-- Input for this task start --
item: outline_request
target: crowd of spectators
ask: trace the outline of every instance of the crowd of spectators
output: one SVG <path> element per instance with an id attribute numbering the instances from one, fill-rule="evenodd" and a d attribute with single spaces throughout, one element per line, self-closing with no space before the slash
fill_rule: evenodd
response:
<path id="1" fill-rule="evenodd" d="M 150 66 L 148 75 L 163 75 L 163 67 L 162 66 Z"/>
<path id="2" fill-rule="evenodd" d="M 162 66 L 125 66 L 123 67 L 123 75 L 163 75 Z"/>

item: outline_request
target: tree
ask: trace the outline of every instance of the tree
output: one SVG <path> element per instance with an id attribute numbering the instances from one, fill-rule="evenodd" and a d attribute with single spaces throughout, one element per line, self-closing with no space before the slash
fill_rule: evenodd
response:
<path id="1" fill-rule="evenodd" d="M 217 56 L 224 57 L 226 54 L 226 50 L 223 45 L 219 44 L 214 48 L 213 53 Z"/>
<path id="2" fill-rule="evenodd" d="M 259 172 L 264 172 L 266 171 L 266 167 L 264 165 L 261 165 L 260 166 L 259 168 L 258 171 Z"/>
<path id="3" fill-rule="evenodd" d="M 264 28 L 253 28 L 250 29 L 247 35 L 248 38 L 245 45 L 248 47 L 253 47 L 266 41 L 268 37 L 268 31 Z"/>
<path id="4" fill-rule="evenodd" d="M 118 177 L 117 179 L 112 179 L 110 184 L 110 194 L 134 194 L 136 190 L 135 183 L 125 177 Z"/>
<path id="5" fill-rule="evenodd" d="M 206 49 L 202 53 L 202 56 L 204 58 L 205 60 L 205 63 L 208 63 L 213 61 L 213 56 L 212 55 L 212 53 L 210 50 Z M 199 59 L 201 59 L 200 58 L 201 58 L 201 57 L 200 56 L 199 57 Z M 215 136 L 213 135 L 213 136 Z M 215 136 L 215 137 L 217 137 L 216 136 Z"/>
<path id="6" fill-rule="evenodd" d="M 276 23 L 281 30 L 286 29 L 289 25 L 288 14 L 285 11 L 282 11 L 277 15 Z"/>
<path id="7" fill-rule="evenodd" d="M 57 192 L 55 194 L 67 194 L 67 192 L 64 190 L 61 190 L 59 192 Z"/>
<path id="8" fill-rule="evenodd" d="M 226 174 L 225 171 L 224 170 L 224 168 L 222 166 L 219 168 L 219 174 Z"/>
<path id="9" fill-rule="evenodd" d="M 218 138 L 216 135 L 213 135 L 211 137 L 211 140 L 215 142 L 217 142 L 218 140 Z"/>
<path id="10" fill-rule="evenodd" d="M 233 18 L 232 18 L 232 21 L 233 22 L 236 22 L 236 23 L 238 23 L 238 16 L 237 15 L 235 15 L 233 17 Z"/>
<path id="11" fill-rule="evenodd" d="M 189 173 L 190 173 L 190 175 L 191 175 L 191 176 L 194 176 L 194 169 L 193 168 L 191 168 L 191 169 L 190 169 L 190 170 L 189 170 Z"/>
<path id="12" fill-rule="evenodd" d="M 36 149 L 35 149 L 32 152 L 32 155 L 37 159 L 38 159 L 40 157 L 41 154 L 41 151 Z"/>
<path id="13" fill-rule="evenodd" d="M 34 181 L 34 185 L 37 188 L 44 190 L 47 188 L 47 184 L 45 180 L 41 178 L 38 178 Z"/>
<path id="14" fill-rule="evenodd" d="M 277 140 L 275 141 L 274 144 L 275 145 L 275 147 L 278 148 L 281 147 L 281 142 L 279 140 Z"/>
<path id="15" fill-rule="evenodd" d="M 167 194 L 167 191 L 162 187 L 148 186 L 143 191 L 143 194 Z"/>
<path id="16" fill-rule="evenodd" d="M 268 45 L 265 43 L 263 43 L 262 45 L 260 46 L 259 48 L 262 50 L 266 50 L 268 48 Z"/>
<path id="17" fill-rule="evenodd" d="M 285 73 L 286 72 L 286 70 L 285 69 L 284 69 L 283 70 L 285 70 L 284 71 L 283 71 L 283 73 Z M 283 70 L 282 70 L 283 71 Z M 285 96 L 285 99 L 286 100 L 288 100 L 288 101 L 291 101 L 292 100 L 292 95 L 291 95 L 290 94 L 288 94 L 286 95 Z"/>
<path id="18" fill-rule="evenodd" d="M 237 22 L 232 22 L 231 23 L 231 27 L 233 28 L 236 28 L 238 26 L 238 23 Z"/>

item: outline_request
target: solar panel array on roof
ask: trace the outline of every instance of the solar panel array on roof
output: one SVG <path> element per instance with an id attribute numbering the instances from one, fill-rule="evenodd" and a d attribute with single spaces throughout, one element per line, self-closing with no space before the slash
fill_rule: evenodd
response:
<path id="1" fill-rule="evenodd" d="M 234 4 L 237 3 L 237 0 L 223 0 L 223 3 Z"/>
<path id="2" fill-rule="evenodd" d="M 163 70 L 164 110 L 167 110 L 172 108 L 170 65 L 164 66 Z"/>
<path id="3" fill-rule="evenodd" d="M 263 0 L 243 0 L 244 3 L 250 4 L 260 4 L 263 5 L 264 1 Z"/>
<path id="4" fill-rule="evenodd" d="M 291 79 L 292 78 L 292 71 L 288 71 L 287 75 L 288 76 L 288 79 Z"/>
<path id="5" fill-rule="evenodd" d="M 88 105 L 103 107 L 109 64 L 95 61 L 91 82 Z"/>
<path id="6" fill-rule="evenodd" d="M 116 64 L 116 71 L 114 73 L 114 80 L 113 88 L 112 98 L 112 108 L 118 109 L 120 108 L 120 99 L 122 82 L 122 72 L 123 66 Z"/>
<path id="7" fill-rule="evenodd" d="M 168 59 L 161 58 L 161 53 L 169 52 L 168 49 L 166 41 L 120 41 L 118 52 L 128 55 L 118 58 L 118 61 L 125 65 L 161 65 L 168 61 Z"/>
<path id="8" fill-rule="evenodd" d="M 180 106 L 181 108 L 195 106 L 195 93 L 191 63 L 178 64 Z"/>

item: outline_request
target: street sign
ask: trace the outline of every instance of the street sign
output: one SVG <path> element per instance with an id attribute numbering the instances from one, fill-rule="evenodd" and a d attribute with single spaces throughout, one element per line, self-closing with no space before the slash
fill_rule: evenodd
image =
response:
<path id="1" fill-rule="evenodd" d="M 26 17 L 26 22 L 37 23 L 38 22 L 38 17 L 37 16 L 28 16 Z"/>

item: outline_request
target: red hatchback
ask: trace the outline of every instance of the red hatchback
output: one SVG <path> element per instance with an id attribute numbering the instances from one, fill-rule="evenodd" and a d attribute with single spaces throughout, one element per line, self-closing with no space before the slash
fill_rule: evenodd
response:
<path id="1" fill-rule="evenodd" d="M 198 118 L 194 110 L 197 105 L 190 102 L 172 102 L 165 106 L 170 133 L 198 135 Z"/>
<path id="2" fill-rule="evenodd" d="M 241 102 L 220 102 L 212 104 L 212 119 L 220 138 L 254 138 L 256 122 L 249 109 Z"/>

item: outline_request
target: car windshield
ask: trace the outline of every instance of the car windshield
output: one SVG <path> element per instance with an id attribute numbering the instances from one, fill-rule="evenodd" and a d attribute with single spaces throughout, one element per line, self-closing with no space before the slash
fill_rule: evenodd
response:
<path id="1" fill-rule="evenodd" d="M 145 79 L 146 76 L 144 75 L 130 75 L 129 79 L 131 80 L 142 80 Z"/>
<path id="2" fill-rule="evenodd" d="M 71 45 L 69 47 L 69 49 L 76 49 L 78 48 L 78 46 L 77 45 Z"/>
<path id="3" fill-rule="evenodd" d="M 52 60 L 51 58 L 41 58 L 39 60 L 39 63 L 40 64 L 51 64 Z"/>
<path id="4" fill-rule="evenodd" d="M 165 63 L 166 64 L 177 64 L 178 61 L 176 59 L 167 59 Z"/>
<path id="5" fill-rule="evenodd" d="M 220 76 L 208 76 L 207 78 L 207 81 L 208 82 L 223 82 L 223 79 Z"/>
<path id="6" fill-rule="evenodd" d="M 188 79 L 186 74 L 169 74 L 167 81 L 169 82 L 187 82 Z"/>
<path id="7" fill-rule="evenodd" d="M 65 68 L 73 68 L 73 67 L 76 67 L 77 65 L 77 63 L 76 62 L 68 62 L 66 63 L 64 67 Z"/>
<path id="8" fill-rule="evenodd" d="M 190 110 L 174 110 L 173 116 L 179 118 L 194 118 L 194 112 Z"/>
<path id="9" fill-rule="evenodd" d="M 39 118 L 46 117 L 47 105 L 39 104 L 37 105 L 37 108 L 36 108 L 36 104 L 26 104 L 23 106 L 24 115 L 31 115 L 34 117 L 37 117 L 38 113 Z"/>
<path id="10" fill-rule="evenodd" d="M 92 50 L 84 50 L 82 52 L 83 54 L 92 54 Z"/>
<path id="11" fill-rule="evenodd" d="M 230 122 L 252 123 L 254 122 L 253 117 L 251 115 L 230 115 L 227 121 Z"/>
-- Input for this task end --
Show every line of the rows above that contains the word "solar", matching case exactly.

target: solar panel array on roof
ask: trace the outline of every instance of the solar panel array on roof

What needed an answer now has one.